• Task item: Although the entries contain pictures, your copy should hold only their exact text.

*** Records for processing ***

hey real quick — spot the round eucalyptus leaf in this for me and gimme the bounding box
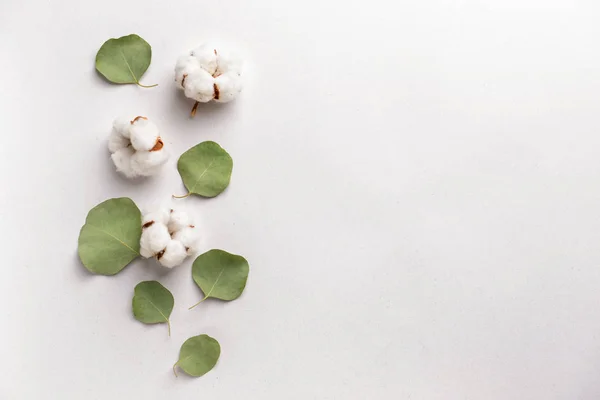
[95,34,156,87]
[78,197,141,275]
[176,141,233,198]
[132,281,174,336]
[173,334,221,377]
[191,250,249,307]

*** End of Records for processing ***

• Solution for this task:
hey real quick — spot the round eucalyptus leaf in this for me and gimme the bounding box
[95,34,156,87]
[78,197,141,275]
[176,141,233,198]
[132,281,174,336]
[173,334,221,377]
[191,250,249,307]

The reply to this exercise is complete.